Available data:
+ + + + + + +

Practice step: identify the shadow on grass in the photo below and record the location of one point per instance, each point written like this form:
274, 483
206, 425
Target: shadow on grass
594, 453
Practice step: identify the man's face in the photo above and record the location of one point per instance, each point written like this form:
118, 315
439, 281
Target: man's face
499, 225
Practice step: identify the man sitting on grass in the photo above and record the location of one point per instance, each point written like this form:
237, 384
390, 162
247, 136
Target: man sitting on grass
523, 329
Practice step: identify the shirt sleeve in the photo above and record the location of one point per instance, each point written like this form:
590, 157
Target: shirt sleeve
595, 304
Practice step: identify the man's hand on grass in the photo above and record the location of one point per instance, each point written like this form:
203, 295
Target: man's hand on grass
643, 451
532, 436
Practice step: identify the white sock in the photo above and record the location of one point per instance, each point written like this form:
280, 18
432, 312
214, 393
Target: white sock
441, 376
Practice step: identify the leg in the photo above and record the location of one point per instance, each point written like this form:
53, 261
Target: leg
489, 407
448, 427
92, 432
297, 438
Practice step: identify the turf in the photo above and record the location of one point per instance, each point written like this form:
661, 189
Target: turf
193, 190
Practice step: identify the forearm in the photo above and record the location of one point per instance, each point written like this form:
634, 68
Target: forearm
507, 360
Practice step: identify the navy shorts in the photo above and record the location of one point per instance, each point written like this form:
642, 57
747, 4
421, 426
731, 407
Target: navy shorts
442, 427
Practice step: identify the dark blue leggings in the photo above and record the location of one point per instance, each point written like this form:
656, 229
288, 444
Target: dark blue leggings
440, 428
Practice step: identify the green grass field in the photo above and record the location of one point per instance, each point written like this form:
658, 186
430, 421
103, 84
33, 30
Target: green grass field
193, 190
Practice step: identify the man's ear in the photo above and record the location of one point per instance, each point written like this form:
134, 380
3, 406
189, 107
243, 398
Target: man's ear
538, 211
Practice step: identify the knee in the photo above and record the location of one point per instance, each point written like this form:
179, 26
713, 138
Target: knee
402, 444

+ + + + + + +

Task to complete: Transcribe, word for word, every line from the one containing "Practice step: identify the turf" through the final line of the entries, and nothing else.

Result for this exercise:
Practice step: identify the turf in the photo above and record the location of one point per instance, each point written like this form:
661, 189
Target: turf
193, 190
Practice step: identify the forearm in the photo above and record the location of one point per instance, each point written like this form:
634, 68
Target: forearm
507, 360
Practice step: identify the navy shorts in the photo above and record the location of one point per instance, each point written like this form:
642, 57
747, 4
421, 426
731, 407
Target: navy shorts
442, 427
Practice step: identify the dark blue leggings in the photo above and record the location of one point per instance, each point written like this form:
656, 229
288, 444
Target: dark blue leggings
440, 428
Practice step: identify the green grass field in the photo above and record the location of one point per instance, each point written like this form:
658, 186
430, 421
103, 84
33, 30
Target: green grass field
193, 190
Practice step: identify the man's ear in the photo above and record the location of one point per instance, each point written like this form:
134, 380
3, 406
189, 107
243, 398
Target: man's ear
538, 211
Practice step: identify the knee in the photo above and record the location of one point per instance, each point written like this form:
179, 26
713, 138
Target: knee
402, 444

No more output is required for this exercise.